- The request: In the Italian chicken recipe, how large should the bits of diet butter placed around the chicken be?

Martha stewart of all places.... Cilantro Walnut pesto

serves about a billion people, but seems like it could be healthy in moderation...
hickgurltx
~Stacy's Italian Chicken~

- You can use boneless/skinless chicken breasts or tenders -

Soak Chicken in Light/Fat Free Italian Dressing..
{You can do this overnight or get chicken in soak in the morning.}

Once it's time to start dinner:

Preheat oven *400

Line a baking sheet w/foil - lightly spray foil w/cookin' spray

Place chicken on the foil and spoon some dressing from soak over it.. {throw out the rest of dressing.}

Take little bits of diet butter and place around chicken.
{diet butter chunks should be the size of choc. chip morsals.}

Lightly salt/pepper chicken

Bake 20 - 25 mins

- until cooked through -

Such a great flavor!
pinkroziz
QUOTE (hickgurltx @ Oct 9 2007, 03:30 PM) *
~Stacy's Italian Chicken~

- You can use boneless/skinless chicken breasts or tenders -

Soak Chicken in Light/Fat Free Italian Dressing..
{You can do this overnight or get chicken in soak in the morning.}

Once it's time to start dinner:

Preheat oven *400

Line a baking sheet w/foil - lightly spray foil w/cookin' spray

Place chicken on the foil and spoon some dressing from soak over it.. {throw out the rest of dressing.}

Take little bits of diet butter and place around chicken.

- Source excerpt:
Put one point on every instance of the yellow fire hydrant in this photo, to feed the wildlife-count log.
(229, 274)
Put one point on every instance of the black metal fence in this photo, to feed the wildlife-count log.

- Full response: About the size of chocolate chip morsels.